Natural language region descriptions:
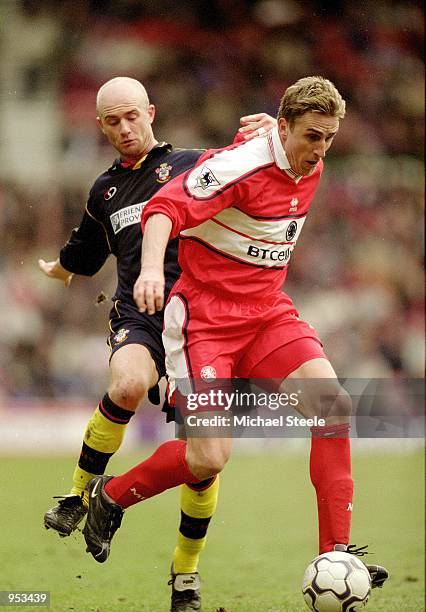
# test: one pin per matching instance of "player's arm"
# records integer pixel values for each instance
(85, 252)
(54, 269)
(148, 291)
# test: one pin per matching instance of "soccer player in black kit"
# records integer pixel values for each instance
(111, 225)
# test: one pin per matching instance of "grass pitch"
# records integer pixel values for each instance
(260, 540)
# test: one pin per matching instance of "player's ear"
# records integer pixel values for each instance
(99, 122)
(151, 112)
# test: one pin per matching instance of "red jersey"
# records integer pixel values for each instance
(238, 213)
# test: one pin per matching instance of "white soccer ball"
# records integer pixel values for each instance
(336, 582)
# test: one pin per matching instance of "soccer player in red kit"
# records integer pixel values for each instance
(239, 214)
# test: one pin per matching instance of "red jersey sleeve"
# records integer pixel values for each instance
(198, 195)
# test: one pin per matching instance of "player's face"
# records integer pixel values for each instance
(307, 140)
(127, 125)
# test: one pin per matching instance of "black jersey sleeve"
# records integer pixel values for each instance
(87, 248)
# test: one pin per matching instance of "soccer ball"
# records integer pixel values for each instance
(336, 582)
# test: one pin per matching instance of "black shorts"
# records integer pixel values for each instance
(129, 326)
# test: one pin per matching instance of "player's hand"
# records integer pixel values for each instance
(53, 269)
(256, 125)
(148, 291)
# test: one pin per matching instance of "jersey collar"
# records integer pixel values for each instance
(279, 156)
(126, 165)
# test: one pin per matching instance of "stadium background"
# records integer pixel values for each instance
(357, 271)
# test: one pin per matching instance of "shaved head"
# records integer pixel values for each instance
(118, 90)
(125, 116)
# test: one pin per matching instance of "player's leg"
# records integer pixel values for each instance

> _PROBLEM STATEMENT_: Restate the entries above word for word, and keep the pictures out.

> _RESPONSE TO THIS EXERCISE_:
# test: one pin per matching instance of "player's arm"
# records integer pixel values for each instance
(85, 252)
(54, 269)
(148, 291)
# test: one pin per matching instance of "soccer player in black kit"
# records integer pixel values for each instance
(111, 225)
# test: one pin per matching instance of "grass pitch"
# records integer pixel values for each instance
(260, 540)
# test: one pin per matching instance of "player's ear"
# records integer pixel values for each instance
(99, 122)
(151, 112)
# test: one pin per matching instance of "red jersey"
# records integer pixel values for each instance
(238, 213)
# test: one pin per matching instance of "white soccer ball"
# records integer pixel values for each instance
(336, 582)
# test: one pin per matching instance of "soccer player in red kit"
# records integer pixel values for each instance
(239, 214)
# test: one pin per matching instance of "red jersey sleeve"
# records integer pixel values for each instance
(198, 195)
# test: one pin per matching instance of "player's face"
# records integer pixel values for each instance
(307, 140)
(127, 125)
# test: one pin per matching instance of "black jersey sleeve"
# records integer pixel values for each instance
(87, 248)
# test: one pin per matching instance of "soccer ball"
# records integer pixel values for each instance
(336, 582)
# test: one pin per matching instance of "black shorts"
# records integer pixel values for each instance
(129, 326)
# test: one pin per matching instance of "player's hand"
# records integer pixel values for each instance
(53, 269)
(256, 125)
(148, 291)
# test: one pin per matching instance of "jersey collar"
# records integer pixel values for each instance
(279, 156)
(126, 165)
# test: one pin per matching instance of "stadium background"
# records integer pixel values for each instance
(357, 271)
# test: one pin per matching instance of "shaved head"
# records integer pixel values for each instance
(118, 90)
(125, 116)
# test: one pin per matching instance of "player's leg"
# records integer pixel values for each instance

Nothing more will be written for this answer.